Text:
-=-=-=-=-
Hi, Shrewd!        Login  
Shrewd'm.com 
A merry & shrewd investing community
Best Of Politics | Best Of | Favourites & Replies | All Boards | Post of the Week! | How To Invest
Search Politics
Shrewd'm.com Merry shrewd investors
Best Of Politics | Best Of | Favourites & Replies | All Boards | Post of the Week! | How To Invest
Search Politics


Halls of Shrewd'm / US Policy
Unthreaded | Threaded | Whole Thread (5) |
Author: Bvorb   😊 😞
Number: of 77759 
Subject: Re: Topicus: Not Constellation
Date: 04/29/26 4:45 PM
Post New | Post Reply | Report Post | Recommend It!
No. of Recommendations: 7
While the five-year chart has hardly been thrilling, the one-year chart tells a more interesting story. The shares were nearly C$200 last July and are now around C$95, so this is not simply a case of the stock marking time for years. It is also a fairly sharp de-rating even as the business kept compounding at a decent clip. Two small points though. The cash-flow growth number also depends a lot on which cash-flow metric you are using. FCFA2S is their own free cash flow available to shareholders metric, and it was up 23% in FY25; plain operating cash flow was up 19%. Of course, neither number is exactly a disaster. And the Asseco accounting loss is not quite as phantom as it sounds. There was a €221.7m expense, but there was also €119.7m of income from derivatives, fair-value related adjustments and a dilution gain associated with Asseco, so the hit to reported earnings is more like €100m than the full €222m. Still ugly, of course, just not quite as ugly as the headline makes it look.

At roughly €218.7m of FCFA2S, and converting the market cap into euros, I get something like 23-24x. That is not silly for a business like this, but it is not exactly cheap either. The bigger question, to my mind, is whether the Constellation/TSS approach of buying small, sticky niche software businesses and leaving them largely alone can still work as well in Europe at this size, particularly as the deals get larger. Organic growth was 4% in 2025, so a lot still depends on their ability to keep finding and buying good businesses. And Asseco is not the usual sort of deal in that mould. That is not the standard tuck-in. They didn't buy another small software company outright and leave it to get on with things. They ended up with close to a quarter of a large listed Polish software group, via an initial block purchase and then a larger treasury-share deal once the approvals came through. That is a different and more complicated bet. It may work very well, but I suspect we will not really know for another couple of years. Debt is also no longer trivial. At year-end, current and non-current loans came to about €692.5m before lease obligations, against €326.7m of cash. That is not alarming, but it does make the story a bit less pristine. The model is still attractive, but it is no longer quite as simple as "cash-rich serial acquirer buys endless small software companies."
-=-=-=-=-
Raw data:
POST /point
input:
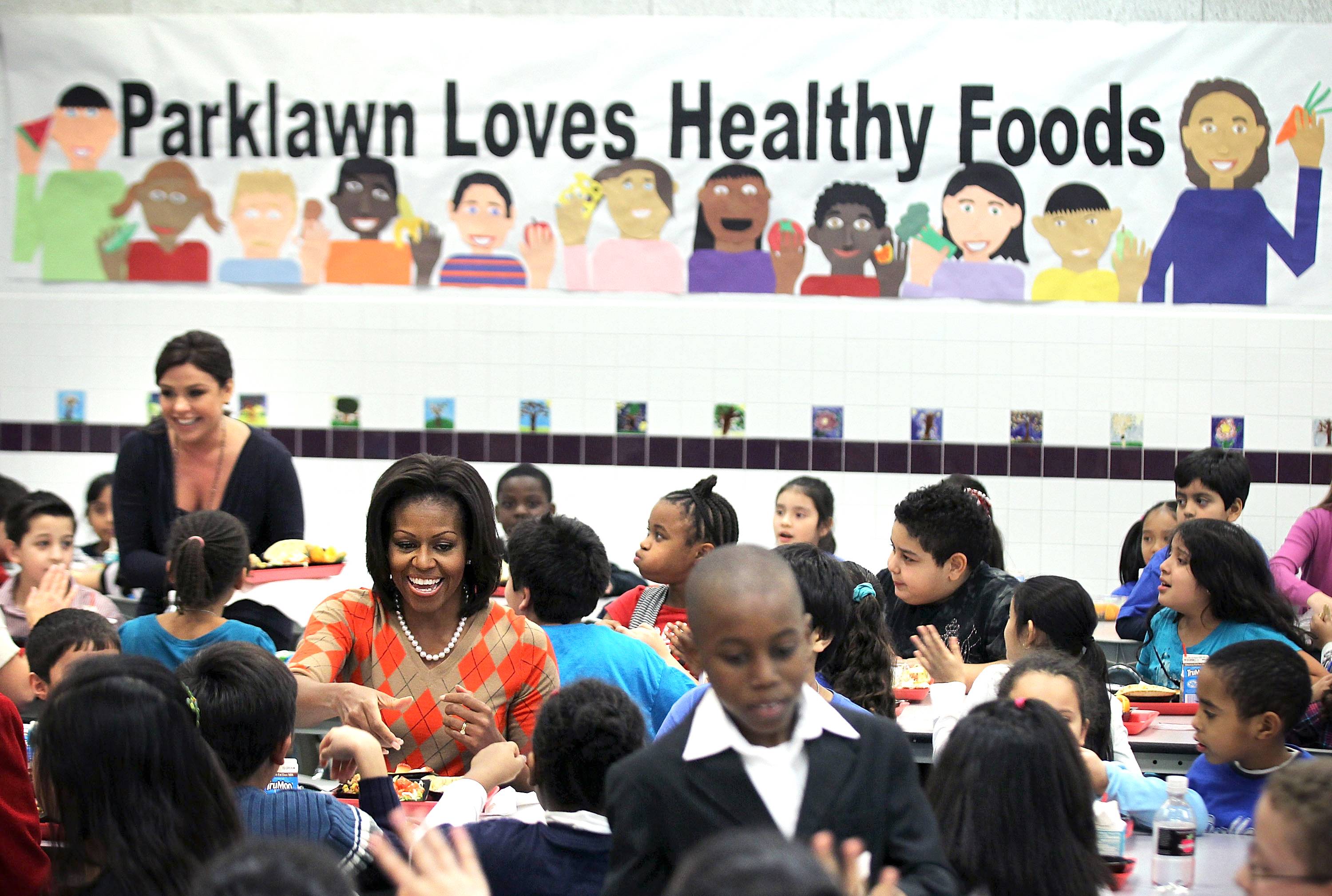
-=-=-=-=-
What you need to do:
1. Rewrite the stretch of the Topicus forum page from "Halls of Shrewd'm" through "Post | Recommend It!", putting "Flag Post" in place of "Report Post".
2. Extend the forum post on Topicus past its final sentence.

Answers to the exercise:
1.
Halls of Shrewd'm / US Policy
Unthreaded | Threaded | Whole Thread (5) |
Author: Bvorb   😊 😞
Number: of 77759 
Subject: Re: Topicus: Not Constellation
Date: 04/29/26 4:45 PM
Post New | Post Reply | Flag Post | Recommend It!

2.
The AI angle is interesting too. The easy bear case is that one decent engineer can now build a workable replacement for some creaky niche VMS product over a long weekend. But I think this is where your European regulation point matters. If these products are embedded in tax, accounting, healthcare, local government, payroll and the rest of it, then the moat was probably never just the code. It was the compliance burden, the local-language quirks, the ugly integrations, and a customer base with very little desire to entrust anything mission-critical to a new AI-native vendor. In that sort of market, AI may matter less than people think. More bureaucracy is a nuisance, of course, but for a company like this it may not be entirely bad news: in these regulated niches, the rulebook can be part of the moat.
Post New | Post Reply | Report Post | Recommend It!
Print the post
Unthreaded | Threaded | Whole Thread (5) |


Announcements
US Policy FAQ
Contact Shrewd'm
Contact the developer of these message boards.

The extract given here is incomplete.